---------- 原文 ----------

Apple IIIは、スクリーンフォントとキーボードレイアウト(QWERTY配列かDvorak配列のいずれか)をユーザーが選択できる最初のApple製品である。キーボードのすぐ上にキーボード切替えスイッチがありその場で変更できるApple IIcとは違い、Apple IIIではこの変更をプログラムの実行中に行うことはできなかった。
Apple IIとDOS 3.3の最大の制約のひとつは、そのリソースのアドレッシング方式にあった。この方式では、スロット5、6は記憶装置に予約、スロット2はシリアル通信インタフェースに予約、など、周辺機器は標準的なスロット位置に実装されることが半ば強制されている。この制約のためユーザーは周辺機器を、その物理的な実装位置によって、たとえばPR#6、CATALOG, D1といった具合に識別しなくてはならなかった[6]。Apple IIIではApple SOS(“Appleソース”と発音する)と呼ばれる改良されたオペレーティングシステムが導入された。周辺機器にその物理的な実装位置ではなく、名称でアドレッシングできる能力によって、Apple IIIのスケーラビリティは向上した。さらにApple SOSは、Apple ProFileハードディスク装置などのような記憶装置の全容量を単一のボリュームとして扱うことができたし、また階層化ファイルシステム (HFS) をサポートした。Apple SOSの機能やコードベースの一部は、Lisa 7/7 や Macintosh system softwareのみならず、Apple IIの ProDOSやGS/OSオペレーティングシステムへと進んで行った。
また、Apple IIIにはApple III Business BASICと呼ばれる新しいBASICインタプリタが導入された。そして、後にはより構造化されたプログラミングのために、UCSD Pascalが導入された。
Appleは、Apple IIIがホビイスト向けではないと見ていたことから、Apple IIに添付していたようなソフトウエアに関する技術情報のほとんどを公開しなかった[7]。Apple IIIは当初 Apple IIシリーズを直接置き換えることを狙っていたので、Apple IIソフトウエアに対して後方互換性を持つよう設計されていた。しかし、Apple IIプラットフォームでの開発が継続されることはAppleにとって望ましくなかったため、この互換性は特別な“Apple IIモード”上だけに存在し、その能力は48 KバイトApple II+のエミュレーションに制限されていた。さらに大容量のメモリーなどApple IIIの改良された機能へのアクセスを妨げるために、わざわざ特別なチップが搭載されていた。Apple IIIが発売されたこの当時、Apple IIのビジネス向けプログラムは大抵が、たとえば16Kバイトの“ランゲージカード”を搭載した48KバイトApple IIなど、最低でも64KバイトのRAMを必要としていたので、Apple IIIとは互換性がなかった。このことはユーザーの乗り換えを阻害する一因となった。

---------- データ抜粋 ----------

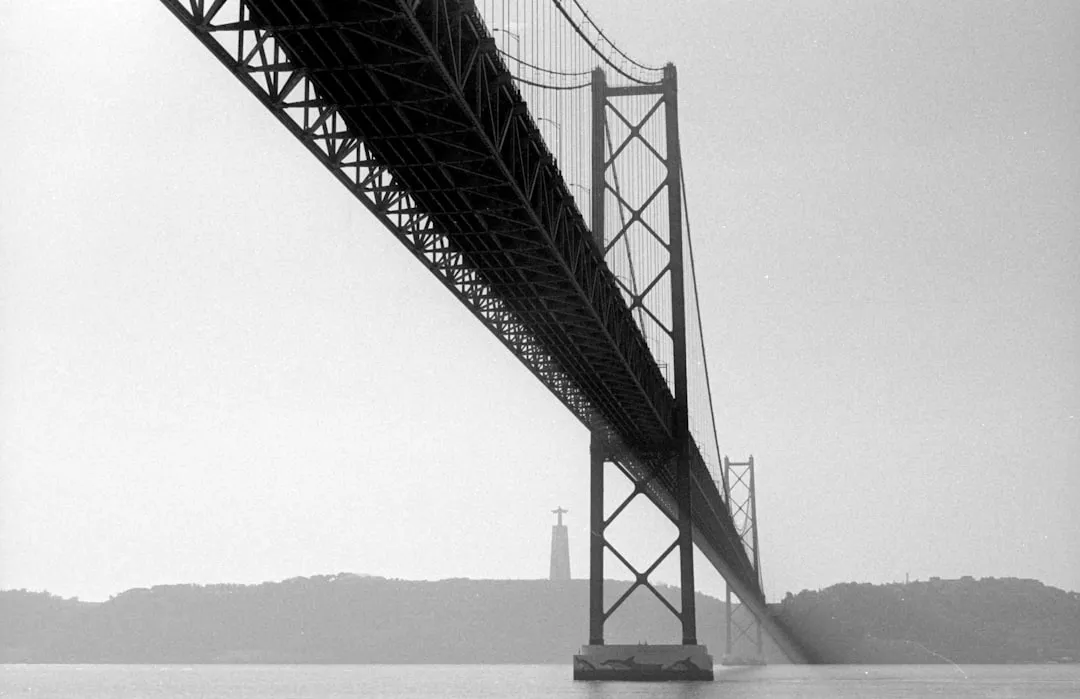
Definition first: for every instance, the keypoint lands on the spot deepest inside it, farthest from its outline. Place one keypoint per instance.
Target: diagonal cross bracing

----------

課題:
原文をもとに、次の問いに答えてください。
1. Apple IIIで導入された改良版オペレーティングシステムは何と呼ばれていますか。
2. より構造化されたプログラミングのために後から導入されたものは何ですか。
3. “Apple IIモード”での能力は、何のエミュレーションに制限されていましたか。
原文に書かれていることだけを根拠にしてください。

解答:
1. Apple SOS
2. UCSD Pascal
3. 48 KバイトApple II+